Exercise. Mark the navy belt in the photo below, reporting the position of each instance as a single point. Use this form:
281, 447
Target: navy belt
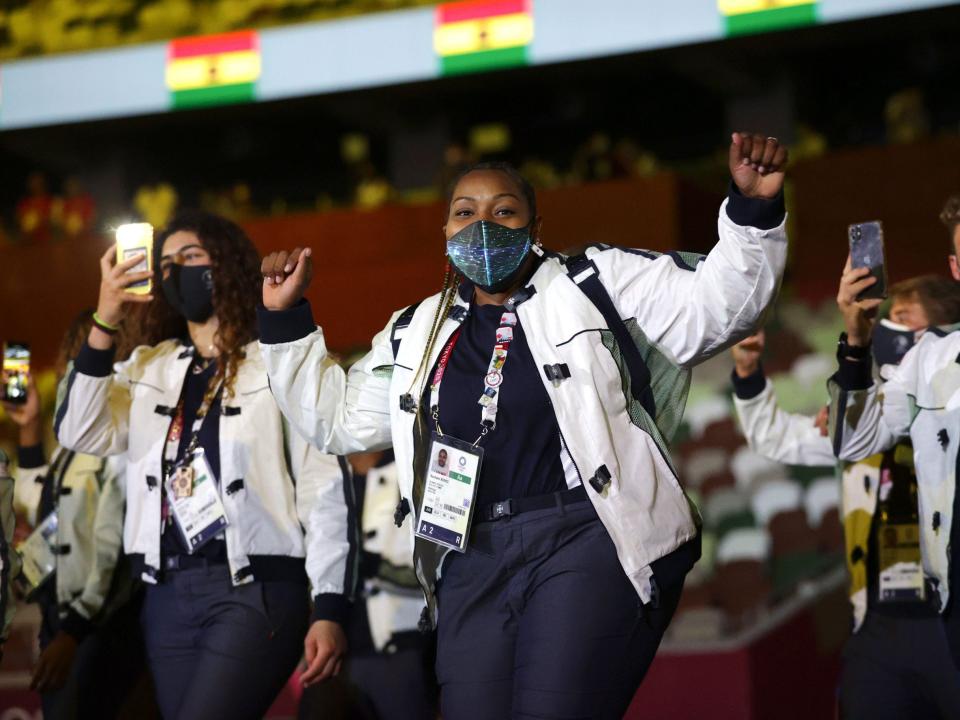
190, 562
518, 506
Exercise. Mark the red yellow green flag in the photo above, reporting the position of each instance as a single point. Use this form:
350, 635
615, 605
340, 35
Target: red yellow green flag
481, 35
743, 17
213, 69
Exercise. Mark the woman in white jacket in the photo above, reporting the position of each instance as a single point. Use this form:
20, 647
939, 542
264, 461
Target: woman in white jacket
574, 532
91, 646
229, 512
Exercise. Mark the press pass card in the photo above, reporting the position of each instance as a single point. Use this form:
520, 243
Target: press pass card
901, 564
38, 553
199, 514
446, 510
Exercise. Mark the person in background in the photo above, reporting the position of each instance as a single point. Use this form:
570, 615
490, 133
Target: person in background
386, 670
9, 559
34, 210
231, 515
908, 655
91, 647
75, 212
576, 533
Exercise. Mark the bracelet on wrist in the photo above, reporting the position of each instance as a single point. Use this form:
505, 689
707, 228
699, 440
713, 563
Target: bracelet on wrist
852, 352
104, 325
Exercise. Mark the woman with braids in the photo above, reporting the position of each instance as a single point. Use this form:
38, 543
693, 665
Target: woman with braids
550, 384
229, 512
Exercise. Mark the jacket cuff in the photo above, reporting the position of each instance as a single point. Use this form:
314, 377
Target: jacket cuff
279, 326
749, 387
95, 363
755, 212
30, 457
855, 371
76, 625
331, 606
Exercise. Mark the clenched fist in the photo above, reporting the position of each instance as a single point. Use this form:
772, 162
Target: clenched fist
756, 164
286, 276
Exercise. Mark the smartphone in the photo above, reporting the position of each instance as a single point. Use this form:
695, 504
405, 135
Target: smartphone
866, 250
16, 371
134, 239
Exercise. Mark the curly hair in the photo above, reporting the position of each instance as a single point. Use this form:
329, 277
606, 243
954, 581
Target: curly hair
235, 265
950, 216
76, 335
939, 296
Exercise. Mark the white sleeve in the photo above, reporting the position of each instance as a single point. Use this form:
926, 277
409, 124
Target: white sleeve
93, 409
788, 438
107, 544
696, 309
867, 421
337, 412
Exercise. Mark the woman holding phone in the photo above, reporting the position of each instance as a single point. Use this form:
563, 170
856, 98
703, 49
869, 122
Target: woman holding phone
229, 512
573, 533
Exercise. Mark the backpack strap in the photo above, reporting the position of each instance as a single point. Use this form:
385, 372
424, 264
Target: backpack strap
401, 324
585, 275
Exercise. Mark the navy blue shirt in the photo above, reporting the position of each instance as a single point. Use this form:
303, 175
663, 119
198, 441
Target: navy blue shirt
522, 455
194, 387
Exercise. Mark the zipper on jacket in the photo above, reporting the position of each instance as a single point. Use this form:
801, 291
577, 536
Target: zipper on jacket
563, 441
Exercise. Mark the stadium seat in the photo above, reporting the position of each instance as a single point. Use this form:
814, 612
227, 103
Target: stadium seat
751, 469
701, 464
727, 509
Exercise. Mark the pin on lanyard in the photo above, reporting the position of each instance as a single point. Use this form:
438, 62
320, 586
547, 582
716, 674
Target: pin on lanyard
198, 422
492, 381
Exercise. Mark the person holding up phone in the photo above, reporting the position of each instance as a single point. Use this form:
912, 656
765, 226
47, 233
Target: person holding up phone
91, 646
900, 673
571, 534
230, 514
9, 559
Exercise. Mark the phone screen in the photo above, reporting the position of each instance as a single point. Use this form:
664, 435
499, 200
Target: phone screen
866, 250
134, 239
16, 371
139, 267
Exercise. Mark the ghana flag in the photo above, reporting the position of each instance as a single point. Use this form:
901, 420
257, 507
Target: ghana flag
213, 69
753, 16
482, 35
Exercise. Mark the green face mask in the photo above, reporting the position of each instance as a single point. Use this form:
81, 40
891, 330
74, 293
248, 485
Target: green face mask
488, 254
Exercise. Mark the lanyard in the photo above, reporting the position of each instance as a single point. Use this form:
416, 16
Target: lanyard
492, 381
171, 454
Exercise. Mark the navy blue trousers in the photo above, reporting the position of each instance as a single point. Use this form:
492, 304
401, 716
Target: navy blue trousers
538, 620
107, 665
901, 667
218, 651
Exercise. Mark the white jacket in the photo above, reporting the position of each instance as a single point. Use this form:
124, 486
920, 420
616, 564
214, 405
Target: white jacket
90, 508
282, 497
392, 597
686, 313
922, 400
794, 439
789, 438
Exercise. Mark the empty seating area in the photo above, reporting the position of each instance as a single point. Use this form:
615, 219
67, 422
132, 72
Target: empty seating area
768, 528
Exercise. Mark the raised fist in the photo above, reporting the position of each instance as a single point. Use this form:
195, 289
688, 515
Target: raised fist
286, 276
756, 164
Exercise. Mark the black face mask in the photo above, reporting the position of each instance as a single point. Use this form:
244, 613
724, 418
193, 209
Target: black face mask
189, 290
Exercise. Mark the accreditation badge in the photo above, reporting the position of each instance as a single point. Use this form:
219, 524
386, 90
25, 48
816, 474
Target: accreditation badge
38, 553
197, 510
446, 510
901, 565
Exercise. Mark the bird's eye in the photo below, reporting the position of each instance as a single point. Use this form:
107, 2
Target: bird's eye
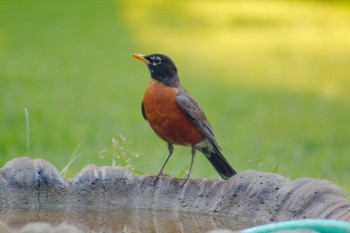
156, 60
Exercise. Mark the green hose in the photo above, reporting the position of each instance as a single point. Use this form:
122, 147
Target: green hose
318, 225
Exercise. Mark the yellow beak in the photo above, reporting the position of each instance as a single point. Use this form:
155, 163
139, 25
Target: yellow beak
140, 57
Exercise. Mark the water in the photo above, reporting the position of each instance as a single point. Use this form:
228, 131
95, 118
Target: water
123, 220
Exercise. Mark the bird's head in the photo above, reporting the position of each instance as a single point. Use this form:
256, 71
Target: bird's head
161, 67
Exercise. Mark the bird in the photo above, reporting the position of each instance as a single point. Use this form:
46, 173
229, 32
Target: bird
176, 117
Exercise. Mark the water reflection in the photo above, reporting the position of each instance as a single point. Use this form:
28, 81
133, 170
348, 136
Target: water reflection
123, 220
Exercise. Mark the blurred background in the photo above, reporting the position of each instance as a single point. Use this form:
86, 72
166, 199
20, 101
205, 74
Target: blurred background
273, 77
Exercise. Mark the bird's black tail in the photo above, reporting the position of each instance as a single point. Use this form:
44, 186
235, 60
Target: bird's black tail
219, 163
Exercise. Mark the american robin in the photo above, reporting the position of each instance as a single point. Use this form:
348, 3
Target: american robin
176, 117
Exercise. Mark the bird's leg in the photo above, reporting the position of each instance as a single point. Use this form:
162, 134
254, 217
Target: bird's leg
171, 150
193, 152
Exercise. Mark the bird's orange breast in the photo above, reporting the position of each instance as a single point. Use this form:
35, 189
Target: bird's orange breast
166, 117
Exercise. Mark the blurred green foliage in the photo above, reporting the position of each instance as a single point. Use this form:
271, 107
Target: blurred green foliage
272, 77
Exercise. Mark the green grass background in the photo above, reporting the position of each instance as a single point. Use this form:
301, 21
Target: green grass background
273, 77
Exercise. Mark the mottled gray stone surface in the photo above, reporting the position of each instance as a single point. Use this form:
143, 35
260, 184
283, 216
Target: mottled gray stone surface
264, 197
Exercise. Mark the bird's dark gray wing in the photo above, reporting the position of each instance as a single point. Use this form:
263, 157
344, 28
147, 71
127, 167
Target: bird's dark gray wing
143, 112
191, 109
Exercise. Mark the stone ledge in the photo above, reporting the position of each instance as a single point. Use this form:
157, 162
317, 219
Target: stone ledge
264, 197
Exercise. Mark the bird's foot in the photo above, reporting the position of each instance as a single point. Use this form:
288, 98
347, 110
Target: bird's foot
156, 178
185, 181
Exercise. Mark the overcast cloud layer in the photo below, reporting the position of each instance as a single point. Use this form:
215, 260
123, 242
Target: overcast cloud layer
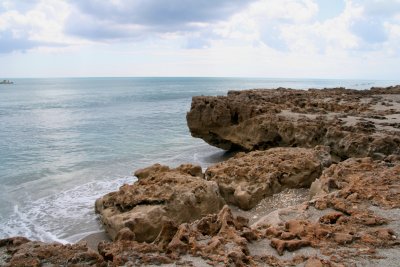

## Short exercise:
Copy every record above word for word, leaving out the pictures.

## Written response:
Exercise. Mark the navy belt in the photo below, reporting the position of each instance as a single point. Use this form:
281, 447
Target: navy belt
190, 562
518, 506
Exercise. Mark the red yellow green flag in the photo above, reporting the position of each instance as a single point. Use this form:
350, 635
615, 605
340, 35
Target: red yellow green flag
481, 35
743, 17
213, 69
Exercise. Mark the woman in white jacket in the photo above, reporting the position of each instance as a single point. Use this form:
20, 647
939, 542
264, 461
Target: woman in white jacket
574, 532
91, 646
229, 512
Exercise. Mark the press pass card in the photo above, reporting the position of each instance as a single point. Use this form:
520, 243
Target: press pass card
901, 564
38, 553
199, 514
446, 510
Exercise. Mark the person in background in the photo above, reporting the position of each instance as a single point. Use this form:
570, 615
490, 133
Target: person in background
386, 670
9, 559
34, 210
231, 515
908, 655
91, 647
75, 212
576, 533
Exercise. Mark the bracelet on wrist in the photo above, reporting the position of each instance as a single point. Use this form:
505, 689
707, 228
699, 440
713, 563
Target: bracelet on wrist
852, 352
104, 325
Exercise. Mark the woman with braids in the photo above, reporting the position of each instance as a single point. Use this form:
38, 543
693, 665
Target: woman with braids
550, 384
229, 512
Exercise. Mark the jacket cuff in the photo above, reporting the position of each instance as a single point. Use this form:
314, 377
Target: jacket cuff
279, 326
749, 387
95, 363
755, 212
30, 457
855, 371
76, 625
331, 606
Exercise. Mark the clenched fist in the photo above, reporting the position of each instance as a single point. Use this form:
772, 162
Target: clenched fist
756, 164
286, 276
Exercise. Mark the smartphone in the photo above, reporting the position of each instance as a single point. Use this form:
695, 504
405, 135
Target: smartphone
866, 250
16, 371
134, 239
Exercise. Mark the curly hair in the photo above, reporting the position of each instance as a single point. Use this form:
329, 277
606, 243
954, 581
Target: curly hair
235, 265
950, 216
76, 335
939, 296
Exercise. Mark the white sleeve in the photo above, reporting the position of each instance as a single point. Use this form:
926, 277
409, 124
Target: white sleeve
93, 409
788, 438
107, 544
696, 309
867, 421
337, 412
Exercise. Mark the woman holding phone in the photo above, reporting the position of each instance as a single point. Use this form:
563, 170
856, 98
703, 49
869, 122
Target: woman holding phone
229, 512
573, 533
Exercise. Mark the backpack strap in the photo above, reporting the position of each instance as a single point. Use this form:
385, 372
424, 264
Target: backpack strap
401, 324
585, 275
Exercise. Mark the navy blue shirt in the photo above, reporting the position of each instance as a single point. Use this form:
303, 175
663, 119
198, 441
Target: navy blue shirt
522, 455
194, 387
Exercise. Mark the zipper on jacket in the photo above, reporting the position of each instance as a single point. Use this form:
801, 291
577, 536
Target: zipper on jacket
563, 441
Exercise. Mark the stadium seat in the photo above, reporting the position of each instance as a single point. Use this form:
814, 612
227, 103
Target: stadium seat
751, 469
701, 464
727, 509
Exercise. Mark the pin on lanyard in the photo above, reporting the position of each instance as a single point. Use this form:
438, 62
320, 586
547, 582
716, 674
Target: pin on lanyard
198, 422
492, 381
Exercise. Mark the person holding up phone in the photo above, reporting the position of each instance as a single point. Use this form:
912, 656
765, 226
47, 233
Target: person holding up phone
91, 646
900, 673
571, 534
230, 514
9, 559
Exercise. Mark the phone screen in the photo above, reporting the position of each instance as a single point. Use this form:
664, 435
499, 200
Target: phone screen
866, 250
134, 239
16, 371
139, 267
Exercise. Mark the ghana flag in the photo above, reporting the position of each instance as a single point. Use this form:
901, 420
257, 507
Target: ghana flag
213, 69
753, 16
482, 35
Exercise. Mark the green face mask in the photo above, reporting the position of each instance as a single point. Use this form:
81, 40
891, 330
74, 293
248, 485
Target: green face mask
488, 254
Exercise. Mark the lanyard in the photo above, reporting the position of each instance as a single point. Use this form:
416, 16
Target: lanyard
492, 381
171, 454
Exercise. Mark the navy blue trousers in the photo above, reporting the position of each instance as a single point. Use this form:
492, 304
401, 716
Target: navy blue trousers
538, 620
107, 665
901, 667
218, 651
Exercise. Mark the white jacket in the photo above, reporting the position of each instance as a single point. Use this form:
124, 486
920, 420
616, 564
214, 405
Target: white jacket
90, 508
282, 497
392, 597
686, 313
922, 400
794, 439
789, 438
Exercise. Mark the empty seating area in the photo above, reporting the position of each instance as a single point. Use this form:
615, 219
67, 422
132, 72
Target: empty seating area
768, 528
Exercise. Mark the raised fist in the photo above, reporting the position of each instance as a single point. Use this form:
195, 289
688, 515
Target: raised fist
286, 276
756, 164
Exercise. Mark the black face mask in the photo above, reporting the position of each instance as a single point. Use this form:
244, 613
724, 418
193, 209
Target: black face mask
189, 290
Exercise. Mark the accreditation badge in the photo above, reporting the position of each instance as a single point. Use this form:
219, 524
386, 90
25, 48
816, 474
Target: accreditation badge
38, 553
197, 510
446, 510
901, 565
Exercise. Mark the bird's eye in the photo below, reporting the position of each instance as a single point. Use this form:
107, 2
Target: bird's eye
156, 60
Exercise. Mark the green hose in the photo above, reporting the position of each instance as a single point. Use this form:
122, 147
Target: green hose
318, 225
Exercise. Mark the yellow beak in the photo above, reporting the position of each instance as a single point. Use this form:
155, 163
139, 25
Target: yellow beak
140, 57
Exercise. Mark the water in the photo above, reporting the position of each instance as a single point. Use this form:
228, 131
95, 118
Target: water
123, 220
Exercise. Mark the bird's head in the photo above, reporting the position of each instance as a single point. Use this form:
256, 71
Target: bird's head
161, 67
Exercise. Mark the bird in the photo above, reporting the position of each instance as a single point. Use this form:
46, 173
229, 32
Target: bird
176, 117
Exercise. Mark the water reflection in the photo above, reporting the position of each instance as a single point. Use this form:
28, 81
133, 170
348, 136
Target: water reflection
123, 220
Exercise. Mark the blurred background in the photo above, reporting the position of each instance as a single point. Use this form:
86, 72
166, 199
20, 101
205, 74
Target: blurred background
273, 77
Exercise. Mark the bird's black tail in the photo above, reporting the position of each instance as a single point. Use this form:
44, 186
235, 60
Target: bird's black tail
219, 163
Exercise. Mark the american robin in the photo above, reporting the position of each instance as a single point. Use this form:
348, 3
Target: american robin
176, 117
Exercise. Mark the bird's leg in the photo above, reporting the position of each instance as a single point. Use this form:
162, 134
254, 217
Target: bird's leg
171, 150
193, 152
Exercise. Mark the bird's orange breast in the photo above, reporting the position of each instance as a single point. Use this form:
35, 189
Target: bird's orange breast
166, 117
Exercise. Mark the blurred green foliage in the photo above, reporting the position of each instance as a single point. Use this form:
271, 107
Target: blurred green foliage
272, 77
Exercise. Mark the green grass background in the photo above, reporting the position of each instance as a single point. Use this form:
301, 21
Target: green grass background
273, 77
Exercise. Mark the mottled gray stone surface in the photo above, reporting the position of each instance as a single point. Use this form:
143, 35
260, 184
283, 216
Target: mottled gray stone surface
264, 197
Exercise. Mark the bird's dark gray wing in the photo above, reporting the position of each instance as a single point. Use this form:
263, 157
344, 28
147, 71
127, 167
Target: bird's dark gray wing
143, 112
191, 109
Exercise. Mark the stone ledge in the photo above, reporting the position of each instance as a single point. Use this form:
157, 162
317, 219
Target: stone ledge
264, 197
Exercise. Mark the bird's foot in the photo above, reporting the position of each instance as a single point. Use this form:
288, 98
347, 110
Target: bird's foot
156, 178
185, 181
Exercise. Mark the overcast cloud layer in the photo below, reporting the position of each instance as a single point. Use this form:
215, 260
123, 242
Target: overcast cloud layer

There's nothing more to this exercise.